PROVIDED TEXT =>
— start —

The real kicker (in the face) is that after the first year if you don't resubscribe you cannot open your own work files any longer. Blackmail I call it!

 

 

I call it... out of touch with the Eagle customer base.  The folks at AutoCAD seem to have the impression that Eagle users are on par with their well established AutoCAD customer base.  But isn't it true that, Eagle did so well because it was aimed at hobbyist - hence, the lower price point?  Rockwell International (Allen Bradley) did the exact same thing, when they purchased what they now call RSLogix.  A whole new PLC software cottage industry sprang up because Rockwell International charged outrageous prices for RXLogix.  Automation-Direct comes to mind.  The only thing that saved that RSLogix was a well established PLC user base surrounding the SLC500 and Control Logic PLC user base.

 

Why is it that whenever some little guy comes up with a really worth-while idea, the corporate gang always seems to destroy it's worth by raising the cost out of the grasp of the little guy?

— end —

Pointing and labeling entries
— start —

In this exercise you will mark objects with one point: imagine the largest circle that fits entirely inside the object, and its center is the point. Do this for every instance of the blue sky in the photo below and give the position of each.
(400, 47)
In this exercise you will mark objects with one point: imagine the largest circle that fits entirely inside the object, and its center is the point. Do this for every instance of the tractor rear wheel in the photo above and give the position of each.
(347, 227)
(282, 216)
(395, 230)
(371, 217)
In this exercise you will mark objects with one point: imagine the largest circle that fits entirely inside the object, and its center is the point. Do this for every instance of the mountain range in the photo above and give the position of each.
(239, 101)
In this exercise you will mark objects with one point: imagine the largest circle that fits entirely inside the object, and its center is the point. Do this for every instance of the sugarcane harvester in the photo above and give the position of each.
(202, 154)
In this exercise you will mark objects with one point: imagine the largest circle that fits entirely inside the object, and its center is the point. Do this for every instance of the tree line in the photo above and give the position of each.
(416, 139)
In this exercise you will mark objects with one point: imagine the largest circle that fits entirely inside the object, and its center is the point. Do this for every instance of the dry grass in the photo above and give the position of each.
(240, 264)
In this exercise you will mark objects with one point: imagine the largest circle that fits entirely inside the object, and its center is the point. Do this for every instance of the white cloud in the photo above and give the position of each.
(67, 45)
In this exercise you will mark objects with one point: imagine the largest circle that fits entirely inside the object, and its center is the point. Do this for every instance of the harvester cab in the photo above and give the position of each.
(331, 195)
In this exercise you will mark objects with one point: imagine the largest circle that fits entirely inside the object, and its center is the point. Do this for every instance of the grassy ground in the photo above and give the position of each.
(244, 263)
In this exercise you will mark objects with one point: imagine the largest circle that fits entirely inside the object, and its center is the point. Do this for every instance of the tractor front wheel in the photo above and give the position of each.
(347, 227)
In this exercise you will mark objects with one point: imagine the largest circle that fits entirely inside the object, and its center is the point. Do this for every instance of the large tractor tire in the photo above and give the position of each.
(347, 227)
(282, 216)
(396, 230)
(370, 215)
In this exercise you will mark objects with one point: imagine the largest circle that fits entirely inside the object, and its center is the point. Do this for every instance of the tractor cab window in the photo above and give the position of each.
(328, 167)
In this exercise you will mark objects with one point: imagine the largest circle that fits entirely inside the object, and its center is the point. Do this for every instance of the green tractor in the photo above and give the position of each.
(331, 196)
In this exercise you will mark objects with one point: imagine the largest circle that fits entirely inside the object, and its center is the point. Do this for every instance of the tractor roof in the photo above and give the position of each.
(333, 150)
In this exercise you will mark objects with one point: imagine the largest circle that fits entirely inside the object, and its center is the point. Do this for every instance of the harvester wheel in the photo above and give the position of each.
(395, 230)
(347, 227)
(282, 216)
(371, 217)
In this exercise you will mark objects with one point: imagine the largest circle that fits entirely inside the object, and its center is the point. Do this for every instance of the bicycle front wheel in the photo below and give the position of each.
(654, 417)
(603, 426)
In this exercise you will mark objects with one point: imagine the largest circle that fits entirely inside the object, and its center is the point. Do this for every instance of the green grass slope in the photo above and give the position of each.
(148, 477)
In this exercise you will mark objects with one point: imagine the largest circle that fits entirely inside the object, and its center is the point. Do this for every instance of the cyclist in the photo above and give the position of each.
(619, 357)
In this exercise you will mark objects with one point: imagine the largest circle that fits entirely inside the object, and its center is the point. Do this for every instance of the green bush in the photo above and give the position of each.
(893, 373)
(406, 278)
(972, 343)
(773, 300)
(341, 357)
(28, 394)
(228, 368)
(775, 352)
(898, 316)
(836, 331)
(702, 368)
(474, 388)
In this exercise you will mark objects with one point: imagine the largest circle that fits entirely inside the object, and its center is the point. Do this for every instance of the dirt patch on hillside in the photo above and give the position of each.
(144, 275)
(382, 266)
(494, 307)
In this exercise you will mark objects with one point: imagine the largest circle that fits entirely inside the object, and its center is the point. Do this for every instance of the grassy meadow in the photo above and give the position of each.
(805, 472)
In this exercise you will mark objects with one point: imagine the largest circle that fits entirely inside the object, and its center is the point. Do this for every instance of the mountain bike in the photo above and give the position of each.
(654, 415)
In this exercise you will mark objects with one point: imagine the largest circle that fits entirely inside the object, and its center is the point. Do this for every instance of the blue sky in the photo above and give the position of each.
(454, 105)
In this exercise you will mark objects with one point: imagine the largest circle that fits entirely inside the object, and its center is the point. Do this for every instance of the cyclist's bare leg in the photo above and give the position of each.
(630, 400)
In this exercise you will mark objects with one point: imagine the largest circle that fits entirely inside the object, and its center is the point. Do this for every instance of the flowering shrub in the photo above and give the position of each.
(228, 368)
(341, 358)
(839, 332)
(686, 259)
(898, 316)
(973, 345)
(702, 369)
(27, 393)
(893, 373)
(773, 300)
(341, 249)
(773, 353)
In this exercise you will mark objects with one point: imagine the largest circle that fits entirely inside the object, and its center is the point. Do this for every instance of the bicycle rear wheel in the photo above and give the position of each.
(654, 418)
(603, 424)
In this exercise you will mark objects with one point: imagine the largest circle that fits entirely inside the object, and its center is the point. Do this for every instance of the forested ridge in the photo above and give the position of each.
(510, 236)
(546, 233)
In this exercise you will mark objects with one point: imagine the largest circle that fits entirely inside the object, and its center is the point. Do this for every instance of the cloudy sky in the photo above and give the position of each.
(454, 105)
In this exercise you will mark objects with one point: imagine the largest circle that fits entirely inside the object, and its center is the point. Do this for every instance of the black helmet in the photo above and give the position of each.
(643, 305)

— end —
— start —

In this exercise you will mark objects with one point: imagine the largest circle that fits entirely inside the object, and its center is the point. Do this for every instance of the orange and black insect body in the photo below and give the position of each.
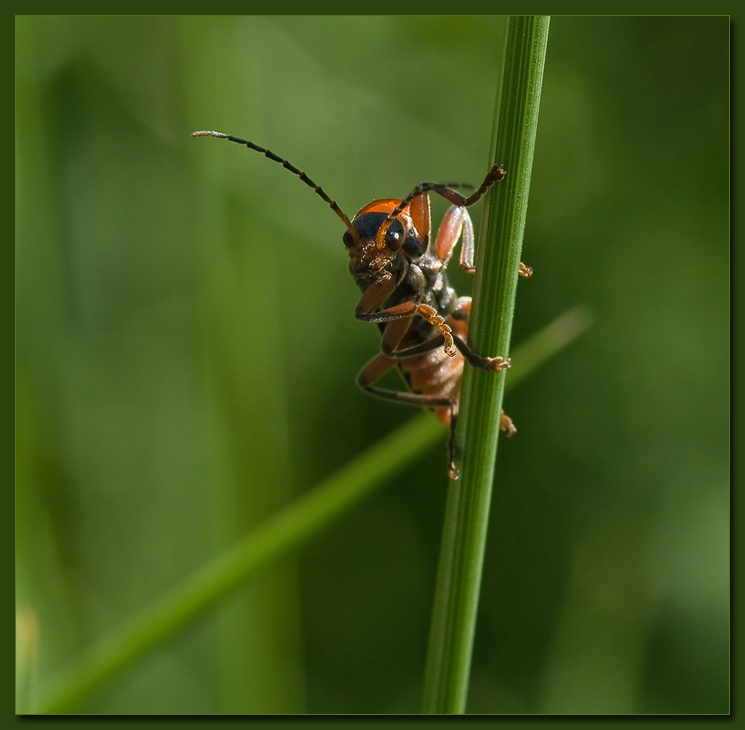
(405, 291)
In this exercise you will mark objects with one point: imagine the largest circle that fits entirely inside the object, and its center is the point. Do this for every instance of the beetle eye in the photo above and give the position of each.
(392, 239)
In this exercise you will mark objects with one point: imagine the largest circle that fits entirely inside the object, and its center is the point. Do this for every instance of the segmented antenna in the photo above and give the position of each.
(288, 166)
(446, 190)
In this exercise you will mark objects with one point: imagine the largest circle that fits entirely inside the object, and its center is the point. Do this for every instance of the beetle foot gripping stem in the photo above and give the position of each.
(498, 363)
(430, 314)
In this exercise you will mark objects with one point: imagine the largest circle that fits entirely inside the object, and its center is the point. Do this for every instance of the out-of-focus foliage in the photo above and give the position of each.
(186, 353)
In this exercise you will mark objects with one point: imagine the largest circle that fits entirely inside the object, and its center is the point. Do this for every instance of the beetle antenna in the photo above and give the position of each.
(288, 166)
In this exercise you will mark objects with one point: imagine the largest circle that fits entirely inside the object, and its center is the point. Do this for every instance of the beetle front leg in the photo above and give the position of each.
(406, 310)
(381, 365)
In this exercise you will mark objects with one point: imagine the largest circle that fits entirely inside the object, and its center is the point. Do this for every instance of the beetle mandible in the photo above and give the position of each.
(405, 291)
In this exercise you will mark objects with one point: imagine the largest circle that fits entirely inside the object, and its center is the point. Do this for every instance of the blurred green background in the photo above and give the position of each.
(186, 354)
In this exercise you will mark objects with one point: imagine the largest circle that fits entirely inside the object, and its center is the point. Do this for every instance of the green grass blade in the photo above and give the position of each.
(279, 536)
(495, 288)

— end —

REQUIRED WORK =>
(1) Using the comment on Eagle's pricing, say whether each statement agrees with it, answering yes or no and quoting the words that decide it.
(a) Without resubscribing after the first year, users can no longer open their own work files.
(b) The writer says the folks at AutoCAD see Eagle users as far below their AutoCAD customer base.
(c) Rockwell International purchased the software now called RSLogix.
(2) Answer these questions from the comment on Eagle's pricing.
(a) What does the writer call losing access to one's own work files?
(b) Which company is named as the buyer of what is now called RSLogix?
(c) What name comes to the writer's mind after the mention of a new PLC software cottage industry?
(3) Reproduce the stretch of the comment on Eagle's pricing from "The real kicker" through "PLC user base.".

RESPONSES TO THE EXERCISE =>
(1)
(a) Yes: "after the first year if you don't resubscribe you cannot open your own work files any longer"
(b) No: "seem to have the impression that Eagle users are on par with their well established AutoCAD customer base"
(c) Yes: "Rockwell International (Allen Bradley) did the exact same thing, when they purchased what they now call RSLogix"

(2)
(a) Blackmail
(b) Rockwell International (Allen Bradley)
(c) Automation-Direct

(3)
The real kicker (in the face) is that after the first year if you don't resubscribe you cannot open your own work files any longer. Blackmail I call it!

 

 

I call it... out of touch with the Eagle customer base.  The folks at AutoCAD seem to have the impression that Eagle users are on par with their well established AutoCAD customer base.  But isn't it true that, Eagle did so well because it was aimed at hobbyist - hence, the lower price point?  Rockwell International (Allen Bradley) did the exact same thing, when they purchased what they now call RSLogix.  A whole new PLC software cottage industry sprang up because Rockwell International charged outrageous prices for RXLogix.  Automation-Direct comes to mind.  The only thing that saved that RSLogix was a well established PLC user base surrounding the SLC500 and Control Logic PLC user base.